**Actions to take:**
1. In the article on algorithms and political information, update the part that opens with the words "Research by Eli" and closes with "fundamentally different information." by replacing "Google" with "Bing", and give that part again.
2. Take the article on algorithms and political information further, writing on from its final sentence.

**Extract provided:**
* * *

In 2016, a Facebook data scientist named Andrew Bosworth wrote an internal memo that became famous after it leaked. The relevant line: “Maybe someone gets exposed to bullying… maybe someone dies in a terrorist attack coordinated on our tools. And still we connect people.” The document laid bare what researchers had long suspected — that the algorithms optimising for engagement were indifferent to consequences.
In 2026, those consequences are better understood. This article explains the mechanisms clearly, without alarmism, so you can engage with political information more deliberately.
Mechanism 1: The Engagement Loop
Social media algorithms do not show you what is true. They show you what keeps you on the platform. Anger, outrage, and tribal affirmation are the most effective retention mechanisms. A 2021 MIT study found that false news stories spread six times faster than true ones on Twitter — not because people prefer falsehoods, but because false stories tend to be more emotionally provocative.
The algorithm learned this pattern from billions of interactions and optimised for it. Nobody told it to spread misinformation. It discovered that inflammatory content drove engagement, and engagement was the objective.
Mechanism 2: The Filter Bubble
Personalisation is useful when you are shopping for shoes. It is dangerous when you are forming political views. When every article, video, and post you see confirms what you already believe, you stop encountering challenges to your thinking. You stop knowing what the other side actually believes (as opposed to what your side says they believe).
Research by Eli Pariser, who coined the term “filter bubble,” found that even Google searches return different results to different users based on their history. Two people searching “immigration” can see fundamentally different information.
Mechanism 3: AI-Generated Political Content
This is the 2026 addition to an already difficult problem. Generative AI makes it trivial to produce large volumes of politically targeted content — articles, social media posts, images, even video — at near-zero cost. Political actors who previously needed a team of writers to run an influence campaign now need a single person and a laptop.
The key characteristics of AI-generated disinformation: it is fast to produce, cheap to distribute, personalised to specific demographics, and increasingly difficult to distinguish from genuine content.

* * *

**Source data:**
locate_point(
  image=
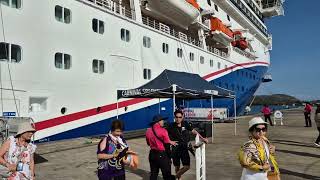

* * *

**Exercise responses:**
1.
Research by Eli Pariser, who coined the term “filter bubble,” found that even Bing searches return different results to different users based on their history. Two people searching “immigration” can see fundamentally different information.

2.
What a Well-Informed Citizen Can Do
This is not an argument for avoiding news or social media. It is an argument for consuming them with deliberate strategies:
1. Primary Source First
Before sharing or forming a strong opinion on a political claim, find the primary source. If it is about a politician’s statement, find the original quote in context. If it is about a study, find the study. AI tools like Perplexity.ai can help you find primary sources quickly.
2. Seek Out Disagreement Intentionally
Allsides.com rates news sources across the political spectrum and shows the same story from left, centre, and right perspectives side by side. Reading all three versions of a story takes 10 minutes and produces a much more accurate picture than reading 10 articles from a single perspective.
3. The SIFT Method for Evaluating Claims
- Stop — before reacting, pause.
- Investigate the source — who published this, and what are their incentives?
- Find better coverage — is this reported by multiple independent outlets?
- Trace claims — follow statistics and quotes back to their origin.
4. Detect AI-Generated Content
Tools like Hive Moderation, GPTZero, and Google’s SynthID detector help identify AI-generated text and images. None are perfect, but an image that scores 95% AI-generated probability deserves scepticism before sharing.
The Structural Problem
Individual media literacy helps, but it does not solve the structural issue: billions of people are not going to change their media consumption habits based on a blog post. The deeper questions — about platform accountability, algorithmic transparency, and AI content regulation — are political questions that require political answers. Being informed about how the system works is the prerequisite to participating in those debates meaningfully.
Key Takeaway: Algorithms are not neutral. They are optimised for specific objectives — and those objectives often conflict with an informed electorate. The first defence is understanding the mechanism. The second is building deliberate habits that counteract it.